# Christmas breakfast



## Ashful (Nov 20, 2013)

With our oldest at age 4, we're just getting into the swing of those special childhood Christmas mornings.  Last year was really our first, in which our son was old enough to really get into the whole ceremony of things.

I remember my family's Christmas mornings, as a kid.  We would spend Christmas eve at church and an old neighbor's annual open house, not necessarily in that order (our church had their last service at 11pm - midnight), and get home very late.  Us kids would be sent to bed, and wake up early... like before 6am early.  Of course we never knew it, but my parents must have stayed up until at least 3am, arranging what always appeared to be truckloads of presents around the tree.  Our parents would make us stay in our beds as long as they could, trying to get that last wink of shut-eye themselves, but we'd always be downstairs by 7am.  We'd spend a few hours opening gifts (there were 7 of us), and then eventually mom would get around to making a big breakfast, before the rounds of guests started rolling in (grandparents, aunts, uncles...).

We're just trying to figure out our own routine, now.  One thing we haven't really done right is breakfast.  My wife's too tired to do it, and while I am usually the pancake and waffle cook in the house, she doesn't want me making a mess with guests on the way (two rounds of grandparents, aunts, uncles, etc.).  What to do?

I've thought about getting take-out, like picking up some pastries and meats the night before.  Perhaps there's some business that does Christmas breakfast delivery, which I don't know about (if there's not, there should be!).  Then I got to wondering... what do the rest of you do, when the kids are young, and Christmas mornings are wonderfully hectic?


----------



## begreen (Nov 20, 2013)

WTH Joful, it's not even Thanksgiving. I'll be thinking about Christmas a few days before and no sooner.


----------



## Ashful (Nov 20, 2013)

begreen said:


> I'll be thinking about Christmas a few days before and no sooner.


  You clearly don't have a 4 year old boy in the house!  He started asking about Christmas on the way home from the fireworks display on July 4.


----------



## Grisu (Nov 20, 2013)

Joful said:


> You clearly don't have a 4 year old boy in the house!  He started asking about Christmas on the way home from the fireworks display on July 4.



 Yes, ours also seem to be ahead by at least one or two holidays. I was recently asked when it is Easter again.  

Our families live far away so the holidays are rather quiet. Nevertheless, a dish that I like to make and that is essentially no work in the morning is a make-ahead french toast. Since I cannot find the exact recipe online anymore here it goes:

1 cup dark brown sugar
 1/2 cup butter
3 Tablespoons maple syrup (real; grade A dark amber or B works best)
5 eggs
1.5 cups milk
2 tsp. vanilla extract
1 baguette, challah or (not quite as tasty) toast

Melt butter in small pot, add maple syrup, stir in brown sugar and let slightly boil briefly. Pour in 9"x13" baking dish.
Cut bread in slices, arrange in baking dish. 
Whisk together eggs, milk, vanilla extract. Pour mixture over bread. Push bread down with fork that it is well soaked with the egg mixture. Cover dish with aluminium foil and keep in fridge overnight.

■ Record excerpts:
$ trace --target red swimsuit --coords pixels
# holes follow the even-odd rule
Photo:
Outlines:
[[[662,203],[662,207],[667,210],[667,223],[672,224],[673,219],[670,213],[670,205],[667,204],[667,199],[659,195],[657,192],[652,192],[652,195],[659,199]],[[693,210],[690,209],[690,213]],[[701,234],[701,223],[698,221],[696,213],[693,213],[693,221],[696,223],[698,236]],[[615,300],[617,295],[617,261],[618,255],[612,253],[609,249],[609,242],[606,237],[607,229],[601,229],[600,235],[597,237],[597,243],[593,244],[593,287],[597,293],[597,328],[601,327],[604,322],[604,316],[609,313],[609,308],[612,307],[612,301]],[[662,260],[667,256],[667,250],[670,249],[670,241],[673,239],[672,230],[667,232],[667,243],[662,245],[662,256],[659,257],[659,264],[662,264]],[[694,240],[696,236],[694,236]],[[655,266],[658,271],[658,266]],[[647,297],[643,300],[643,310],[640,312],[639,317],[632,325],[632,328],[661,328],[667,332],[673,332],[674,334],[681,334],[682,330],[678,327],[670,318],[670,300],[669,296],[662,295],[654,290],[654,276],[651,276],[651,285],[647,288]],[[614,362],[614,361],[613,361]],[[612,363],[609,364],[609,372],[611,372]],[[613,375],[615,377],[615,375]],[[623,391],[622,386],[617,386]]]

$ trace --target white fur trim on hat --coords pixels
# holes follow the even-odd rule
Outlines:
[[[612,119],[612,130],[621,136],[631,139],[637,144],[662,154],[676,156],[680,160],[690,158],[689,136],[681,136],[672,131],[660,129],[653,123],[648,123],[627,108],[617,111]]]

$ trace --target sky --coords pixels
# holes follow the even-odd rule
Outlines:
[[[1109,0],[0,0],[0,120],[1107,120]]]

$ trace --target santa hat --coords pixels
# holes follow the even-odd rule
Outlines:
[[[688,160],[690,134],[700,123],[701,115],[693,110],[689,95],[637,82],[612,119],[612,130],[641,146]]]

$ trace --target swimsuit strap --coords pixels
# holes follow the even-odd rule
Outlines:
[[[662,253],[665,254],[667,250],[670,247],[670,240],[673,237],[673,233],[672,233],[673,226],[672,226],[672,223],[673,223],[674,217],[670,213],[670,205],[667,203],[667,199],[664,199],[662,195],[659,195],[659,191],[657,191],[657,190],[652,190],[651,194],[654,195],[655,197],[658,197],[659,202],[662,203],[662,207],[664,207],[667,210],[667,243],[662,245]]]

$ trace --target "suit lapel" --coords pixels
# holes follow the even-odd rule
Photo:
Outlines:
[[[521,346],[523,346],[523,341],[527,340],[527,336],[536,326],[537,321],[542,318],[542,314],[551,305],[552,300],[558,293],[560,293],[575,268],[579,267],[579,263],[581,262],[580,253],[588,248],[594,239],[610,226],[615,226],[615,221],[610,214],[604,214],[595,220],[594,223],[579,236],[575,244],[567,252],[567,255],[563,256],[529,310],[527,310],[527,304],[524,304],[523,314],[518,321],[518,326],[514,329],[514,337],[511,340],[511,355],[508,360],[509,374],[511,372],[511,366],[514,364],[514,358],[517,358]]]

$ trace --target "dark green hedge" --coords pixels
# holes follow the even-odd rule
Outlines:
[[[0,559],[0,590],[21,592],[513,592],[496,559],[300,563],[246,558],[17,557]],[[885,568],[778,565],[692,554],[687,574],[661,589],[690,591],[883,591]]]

■ What you will do:
1. Print the Christmas breakfast thread from "I remember my" up to and including "(grandparents, aunts, uncles...).".
2. Carry on the Christmas breakfast thread from its last line.

■ Outputs in order:
1.
I remember my family's Christmas mornings, as a kid.  We would spend Christmas eve at church and an old neighbor's annual open house, not necessarily in that order (our church had their last service at 11pm - midnight), and get home very late.  Us kids would be sent to bed, and wake up early... like before 6am early.  Of course we never knew it, but my parents must have stayed up until at least 3am, arranging what always appeared to be truckloads of presents around the tree.  Our parents would make us stay in our beds as long as they could, trying to get that last wink of shut-eye themselves, but we'd always be downstairs by 7am.  We'd spend a few hours opening gifts (there were 7 of us), and then eventually mom would get around to making a big breakfast, before the rounds of guests started rolling in (grandparents, aunts, uncles...).

2.
Next morning set oven to 350 F, put the dish in right away. After oven has reached temp wait 10 min, then uncover. Bake for another 15 to 20 min. 

We serve it with cut-up fruit which for the most part can also be prepared the evening before.


----------



## Augie (Nov 21, 2013)

Egg bake is even easier, prep it a few days before, don't cook it, but toss it in the freezer. After church services pull it out pop it in the oven and let it defrost overnight. It will still be a bit frozen in the middle when the oven kicks on so adjust cooking time as needed, set the oven timer for say 8am breakfast is about an hour after the oven comes on. So breakfast before presents start oven at 6am, adjust accordingly. There are many egg bake recipes out there here is one. PM me if you would like more info, I do these for everything from weekend skit trips,make one up for every day at the cabin, to having one in the freezer ready to go almost at all times just incase I end up having people, or person, spending the night.

Here is one 
http://allrecipes.com/recipe/brunch-egg-bake-2/


----------



## Ehouse (Nov 21, 2013)

Joful said:


> With our oldest at age 4, we're just getting into the swing of those special childhood Christmas mornings.  Last year was really our first, in which our son was old enough to really get into the whole ceremony of things.
> 
> I remember my family's Christmas mornings, as a kid.  We would spend Christmas eve at church and an old neighbor's annual open house, not necessarily in that order (our church had their last service at 11pm - midnight), and get home very late.  Us kids would be sent to bed, and wake up early... like before 6am early.  Of course we never knew it, but my parents must have stayed up until at least 3am, arranging what always appeared to be truckloads of presents around the tree.  Our parents would make us stay in our beds as long as they could, trying to get that last wink of shut-eye themselves, but we'd always be downstairs by 7am.  We'd spend a few hours opening gifts (there were 7 of us), and then eventually mom would get around to making a big breakfast, before the rounds of guests started rolling in (grandparents, aunts, uncles...).
> 
> ...




Gobble up all the leftover Halloween candy!


----------



## FanMan (Nov 21, 2013)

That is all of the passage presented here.